→ **EXERCISE PROMPT**: Reproduce only the lines that run from the line with "Can you spot the street" to the last line of the material, both ends included, exactly as they appear.

>> start AVAILABLE DATA

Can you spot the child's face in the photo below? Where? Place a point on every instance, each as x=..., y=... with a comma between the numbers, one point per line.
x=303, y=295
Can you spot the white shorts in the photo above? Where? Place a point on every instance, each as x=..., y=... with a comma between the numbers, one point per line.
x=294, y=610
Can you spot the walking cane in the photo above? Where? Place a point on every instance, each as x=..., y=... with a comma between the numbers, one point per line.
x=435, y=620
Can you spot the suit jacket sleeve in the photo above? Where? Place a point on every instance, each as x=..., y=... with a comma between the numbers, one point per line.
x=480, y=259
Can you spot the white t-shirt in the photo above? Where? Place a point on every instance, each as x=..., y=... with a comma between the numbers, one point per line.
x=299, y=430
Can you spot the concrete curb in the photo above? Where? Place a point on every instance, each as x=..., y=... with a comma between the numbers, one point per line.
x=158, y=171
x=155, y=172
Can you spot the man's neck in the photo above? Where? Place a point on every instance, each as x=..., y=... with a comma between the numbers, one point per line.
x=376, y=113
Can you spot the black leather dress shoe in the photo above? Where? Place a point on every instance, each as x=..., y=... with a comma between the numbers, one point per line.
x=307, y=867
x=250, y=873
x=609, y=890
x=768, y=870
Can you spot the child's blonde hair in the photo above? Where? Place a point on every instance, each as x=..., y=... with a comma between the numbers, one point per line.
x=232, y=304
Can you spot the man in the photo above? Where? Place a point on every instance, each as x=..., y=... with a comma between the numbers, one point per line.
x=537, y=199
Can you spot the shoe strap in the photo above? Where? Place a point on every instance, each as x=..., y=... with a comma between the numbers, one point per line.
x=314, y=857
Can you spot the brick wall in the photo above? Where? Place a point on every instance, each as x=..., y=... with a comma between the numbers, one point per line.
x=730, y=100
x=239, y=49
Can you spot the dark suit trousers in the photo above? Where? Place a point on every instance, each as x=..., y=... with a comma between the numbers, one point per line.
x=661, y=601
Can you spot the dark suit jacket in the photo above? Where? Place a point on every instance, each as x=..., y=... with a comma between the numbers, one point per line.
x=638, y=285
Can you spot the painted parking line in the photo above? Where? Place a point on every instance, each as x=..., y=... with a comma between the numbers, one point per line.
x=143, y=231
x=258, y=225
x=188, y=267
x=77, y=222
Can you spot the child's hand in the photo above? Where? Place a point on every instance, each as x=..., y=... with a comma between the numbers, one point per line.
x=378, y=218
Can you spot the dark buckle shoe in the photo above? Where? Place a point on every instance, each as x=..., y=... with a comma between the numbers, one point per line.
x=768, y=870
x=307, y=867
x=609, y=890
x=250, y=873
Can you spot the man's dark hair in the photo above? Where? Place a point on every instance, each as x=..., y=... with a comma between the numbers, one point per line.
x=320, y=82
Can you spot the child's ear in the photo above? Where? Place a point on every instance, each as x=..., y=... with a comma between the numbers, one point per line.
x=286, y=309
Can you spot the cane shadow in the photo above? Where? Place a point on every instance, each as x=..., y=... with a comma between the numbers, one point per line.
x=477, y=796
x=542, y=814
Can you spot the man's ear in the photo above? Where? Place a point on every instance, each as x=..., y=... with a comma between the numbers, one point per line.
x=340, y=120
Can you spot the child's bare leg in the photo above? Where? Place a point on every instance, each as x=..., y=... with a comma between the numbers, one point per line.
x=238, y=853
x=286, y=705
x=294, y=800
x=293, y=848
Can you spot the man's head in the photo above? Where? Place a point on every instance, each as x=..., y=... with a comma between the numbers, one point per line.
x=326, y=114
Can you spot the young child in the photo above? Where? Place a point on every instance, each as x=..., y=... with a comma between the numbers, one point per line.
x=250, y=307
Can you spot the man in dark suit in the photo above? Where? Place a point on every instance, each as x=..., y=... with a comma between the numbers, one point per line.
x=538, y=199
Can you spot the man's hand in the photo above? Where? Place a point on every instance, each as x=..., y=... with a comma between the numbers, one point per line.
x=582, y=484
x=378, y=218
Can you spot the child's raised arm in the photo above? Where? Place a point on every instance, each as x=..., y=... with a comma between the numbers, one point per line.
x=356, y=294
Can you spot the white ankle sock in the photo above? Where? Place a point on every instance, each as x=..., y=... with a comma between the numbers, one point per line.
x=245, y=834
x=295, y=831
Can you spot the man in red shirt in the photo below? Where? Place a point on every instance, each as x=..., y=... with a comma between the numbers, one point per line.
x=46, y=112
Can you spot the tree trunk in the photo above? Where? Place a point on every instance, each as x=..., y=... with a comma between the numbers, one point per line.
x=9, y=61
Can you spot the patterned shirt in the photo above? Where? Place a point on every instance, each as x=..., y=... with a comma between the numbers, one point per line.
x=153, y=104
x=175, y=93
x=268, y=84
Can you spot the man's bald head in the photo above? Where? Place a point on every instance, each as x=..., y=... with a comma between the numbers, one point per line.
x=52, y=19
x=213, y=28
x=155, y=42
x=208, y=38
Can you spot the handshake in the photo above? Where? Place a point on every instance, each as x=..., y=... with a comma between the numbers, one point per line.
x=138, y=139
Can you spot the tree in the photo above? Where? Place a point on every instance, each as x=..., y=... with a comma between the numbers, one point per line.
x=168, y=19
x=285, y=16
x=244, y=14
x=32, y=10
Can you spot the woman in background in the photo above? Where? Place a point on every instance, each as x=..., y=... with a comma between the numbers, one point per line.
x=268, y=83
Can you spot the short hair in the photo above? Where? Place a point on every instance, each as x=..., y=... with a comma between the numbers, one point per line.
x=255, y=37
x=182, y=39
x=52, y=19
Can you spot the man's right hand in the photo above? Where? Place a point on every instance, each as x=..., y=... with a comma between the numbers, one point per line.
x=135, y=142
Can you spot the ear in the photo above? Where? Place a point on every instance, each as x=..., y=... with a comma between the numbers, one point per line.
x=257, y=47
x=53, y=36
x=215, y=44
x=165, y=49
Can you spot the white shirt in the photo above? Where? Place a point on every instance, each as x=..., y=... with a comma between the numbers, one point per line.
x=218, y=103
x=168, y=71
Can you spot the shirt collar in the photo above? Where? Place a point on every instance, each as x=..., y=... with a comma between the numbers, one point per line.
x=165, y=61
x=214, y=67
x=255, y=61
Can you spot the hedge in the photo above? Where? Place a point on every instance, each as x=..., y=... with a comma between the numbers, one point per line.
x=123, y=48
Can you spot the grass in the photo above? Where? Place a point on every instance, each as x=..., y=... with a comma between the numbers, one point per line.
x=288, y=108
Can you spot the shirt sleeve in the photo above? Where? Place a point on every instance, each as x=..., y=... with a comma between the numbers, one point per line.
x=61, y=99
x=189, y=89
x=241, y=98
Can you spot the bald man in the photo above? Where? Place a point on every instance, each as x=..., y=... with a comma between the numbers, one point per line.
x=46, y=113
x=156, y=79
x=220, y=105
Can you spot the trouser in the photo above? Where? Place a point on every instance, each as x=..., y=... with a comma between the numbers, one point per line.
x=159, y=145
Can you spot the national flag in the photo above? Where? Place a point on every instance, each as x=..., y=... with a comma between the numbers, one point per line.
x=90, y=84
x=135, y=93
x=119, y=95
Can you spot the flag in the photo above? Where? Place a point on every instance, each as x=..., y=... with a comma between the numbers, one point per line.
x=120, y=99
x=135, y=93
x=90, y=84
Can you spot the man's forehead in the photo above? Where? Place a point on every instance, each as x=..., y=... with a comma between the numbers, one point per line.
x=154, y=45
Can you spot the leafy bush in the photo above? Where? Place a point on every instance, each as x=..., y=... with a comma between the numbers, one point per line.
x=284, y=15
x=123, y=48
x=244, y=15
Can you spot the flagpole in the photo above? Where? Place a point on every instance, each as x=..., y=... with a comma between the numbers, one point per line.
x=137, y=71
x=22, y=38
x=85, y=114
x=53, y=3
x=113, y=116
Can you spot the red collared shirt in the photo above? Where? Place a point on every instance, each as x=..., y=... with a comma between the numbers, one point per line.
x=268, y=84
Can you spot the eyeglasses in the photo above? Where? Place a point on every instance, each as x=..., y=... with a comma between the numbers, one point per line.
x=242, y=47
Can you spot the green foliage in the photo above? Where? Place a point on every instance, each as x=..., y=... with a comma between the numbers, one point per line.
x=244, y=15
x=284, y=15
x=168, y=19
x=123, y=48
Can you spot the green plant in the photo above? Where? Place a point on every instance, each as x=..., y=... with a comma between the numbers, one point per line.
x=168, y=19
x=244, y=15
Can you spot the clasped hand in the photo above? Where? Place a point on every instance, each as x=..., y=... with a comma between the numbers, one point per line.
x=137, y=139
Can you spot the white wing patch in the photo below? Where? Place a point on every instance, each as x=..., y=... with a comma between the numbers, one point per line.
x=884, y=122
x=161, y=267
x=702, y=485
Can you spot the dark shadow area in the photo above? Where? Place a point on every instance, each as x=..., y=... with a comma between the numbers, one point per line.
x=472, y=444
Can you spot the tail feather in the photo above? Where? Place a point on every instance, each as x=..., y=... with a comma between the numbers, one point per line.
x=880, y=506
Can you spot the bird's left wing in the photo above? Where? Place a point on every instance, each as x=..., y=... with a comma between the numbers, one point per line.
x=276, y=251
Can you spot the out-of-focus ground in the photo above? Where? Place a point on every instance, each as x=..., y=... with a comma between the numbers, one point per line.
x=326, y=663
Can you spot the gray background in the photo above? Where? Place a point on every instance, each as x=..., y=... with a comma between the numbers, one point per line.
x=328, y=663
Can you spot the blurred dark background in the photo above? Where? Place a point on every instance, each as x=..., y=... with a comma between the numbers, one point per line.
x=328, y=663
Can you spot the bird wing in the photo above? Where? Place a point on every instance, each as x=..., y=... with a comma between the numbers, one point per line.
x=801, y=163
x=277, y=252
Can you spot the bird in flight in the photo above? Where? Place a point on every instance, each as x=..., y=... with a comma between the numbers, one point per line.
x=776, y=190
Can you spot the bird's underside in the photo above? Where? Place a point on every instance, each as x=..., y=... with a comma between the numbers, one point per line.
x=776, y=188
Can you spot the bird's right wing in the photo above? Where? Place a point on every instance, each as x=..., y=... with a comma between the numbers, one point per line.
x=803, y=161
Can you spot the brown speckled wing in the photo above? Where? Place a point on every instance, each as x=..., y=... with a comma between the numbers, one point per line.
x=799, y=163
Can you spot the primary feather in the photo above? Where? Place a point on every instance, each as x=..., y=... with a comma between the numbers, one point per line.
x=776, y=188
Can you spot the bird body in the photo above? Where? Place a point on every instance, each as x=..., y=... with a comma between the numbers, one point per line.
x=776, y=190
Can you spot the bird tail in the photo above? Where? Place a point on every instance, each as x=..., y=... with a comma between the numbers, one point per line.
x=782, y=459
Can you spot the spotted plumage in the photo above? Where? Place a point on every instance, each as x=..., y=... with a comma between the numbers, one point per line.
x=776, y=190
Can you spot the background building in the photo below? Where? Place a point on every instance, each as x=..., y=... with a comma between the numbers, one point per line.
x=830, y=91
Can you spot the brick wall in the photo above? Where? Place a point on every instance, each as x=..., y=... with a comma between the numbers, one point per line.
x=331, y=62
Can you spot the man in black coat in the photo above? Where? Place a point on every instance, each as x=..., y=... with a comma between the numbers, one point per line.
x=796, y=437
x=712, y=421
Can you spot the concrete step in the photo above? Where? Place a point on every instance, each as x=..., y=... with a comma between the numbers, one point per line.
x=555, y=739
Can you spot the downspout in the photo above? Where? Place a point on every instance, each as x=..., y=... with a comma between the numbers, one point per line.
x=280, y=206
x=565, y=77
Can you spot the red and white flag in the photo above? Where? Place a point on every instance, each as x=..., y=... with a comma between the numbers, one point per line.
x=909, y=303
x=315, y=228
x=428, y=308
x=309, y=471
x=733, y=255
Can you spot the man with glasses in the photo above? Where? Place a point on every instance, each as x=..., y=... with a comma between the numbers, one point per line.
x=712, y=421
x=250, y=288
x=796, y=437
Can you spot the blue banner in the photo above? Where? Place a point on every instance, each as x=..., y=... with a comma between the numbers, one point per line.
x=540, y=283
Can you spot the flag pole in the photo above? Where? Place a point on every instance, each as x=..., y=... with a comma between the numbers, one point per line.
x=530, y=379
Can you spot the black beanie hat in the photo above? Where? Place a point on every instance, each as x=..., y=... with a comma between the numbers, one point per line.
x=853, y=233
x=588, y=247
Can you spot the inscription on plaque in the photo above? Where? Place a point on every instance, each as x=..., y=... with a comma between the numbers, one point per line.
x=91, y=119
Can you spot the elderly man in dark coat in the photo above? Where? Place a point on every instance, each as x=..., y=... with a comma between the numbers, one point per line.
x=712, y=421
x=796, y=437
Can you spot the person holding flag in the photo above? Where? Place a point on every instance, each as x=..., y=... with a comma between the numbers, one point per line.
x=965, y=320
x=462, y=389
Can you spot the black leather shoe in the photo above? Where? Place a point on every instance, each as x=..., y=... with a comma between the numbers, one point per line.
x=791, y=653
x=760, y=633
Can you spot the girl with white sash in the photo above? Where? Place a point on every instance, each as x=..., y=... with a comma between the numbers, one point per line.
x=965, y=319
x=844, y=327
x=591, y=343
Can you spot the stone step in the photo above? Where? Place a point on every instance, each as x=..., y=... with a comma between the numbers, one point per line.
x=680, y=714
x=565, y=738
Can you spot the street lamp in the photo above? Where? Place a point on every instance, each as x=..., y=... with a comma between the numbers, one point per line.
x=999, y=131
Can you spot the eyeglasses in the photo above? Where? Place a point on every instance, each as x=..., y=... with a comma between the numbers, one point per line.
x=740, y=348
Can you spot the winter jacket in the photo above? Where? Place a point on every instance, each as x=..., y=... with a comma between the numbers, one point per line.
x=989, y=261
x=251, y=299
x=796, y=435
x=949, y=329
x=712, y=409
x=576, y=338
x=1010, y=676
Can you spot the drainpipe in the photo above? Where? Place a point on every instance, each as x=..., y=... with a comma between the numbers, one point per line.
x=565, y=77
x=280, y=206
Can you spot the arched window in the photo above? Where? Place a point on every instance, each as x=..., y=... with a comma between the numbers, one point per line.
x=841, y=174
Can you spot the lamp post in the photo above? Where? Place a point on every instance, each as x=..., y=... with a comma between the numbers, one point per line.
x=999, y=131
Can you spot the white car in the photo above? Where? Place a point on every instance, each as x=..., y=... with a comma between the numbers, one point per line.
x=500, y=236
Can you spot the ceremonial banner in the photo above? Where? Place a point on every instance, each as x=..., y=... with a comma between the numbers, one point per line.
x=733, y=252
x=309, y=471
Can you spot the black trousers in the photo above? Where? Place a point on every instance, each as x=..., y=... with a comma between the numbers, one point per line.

>> end AVAILABLE DATA

→ **FULL SOLUTION**:
Can you spot the street lamp in the photo above? Where? Place a point on every instance, each as x=..., y=... with a comma between the numbers, one point per line.
x=999, y=131
Can you spot the eyeglasses in the photo above? Where? Place a point on every instance, each as x=..., y=... with a comma between the numbers, one point per line.
x=740, y=348
Can you spot the winter jacket in the photo above? Where? Place a point on every instance, each as x=..., y=... with a comma between the numbers, one point per line.
x=989, y=261
x=251, y=299
x=796, y=435
x=949, y=329
x=712, y=409
x=576, y=338
x=1010, y=676
Can you spot the drainpipe in the photo above? Where? Place a point on every instance, each as x=..., y=... with a comma between the numbers, one point per line.
x=565, y=77
x=280, y=206
Can you spot the arched window in the photo above? Where? Place a point on every instance, each as x=..., y=... with a comma between the numbers, one point per line.
x=841, y=174
Can you spot the lamp post in the photo above? Where? Place a point on every instance, each as x=..., y=... with a comma between the numbers, one point per line.
x=999, y=131
Can you spot the white car in the photo above? Where? Place a point on every instance, each as x=..., y=... with a comma between the numbers, one point per line.
x=500, y=236
Can you spot the ceremonial banner in the photo above? Where? Place a point on every instance, each as x=..., y=... with a comma between the numbers, one point per line.
x=733, y=252
x=309, y=471
Can you spot the black trousers in the photo above? Where? Place a point on every instance, each as x=..., y=... with a comma between the numbers, one point per line.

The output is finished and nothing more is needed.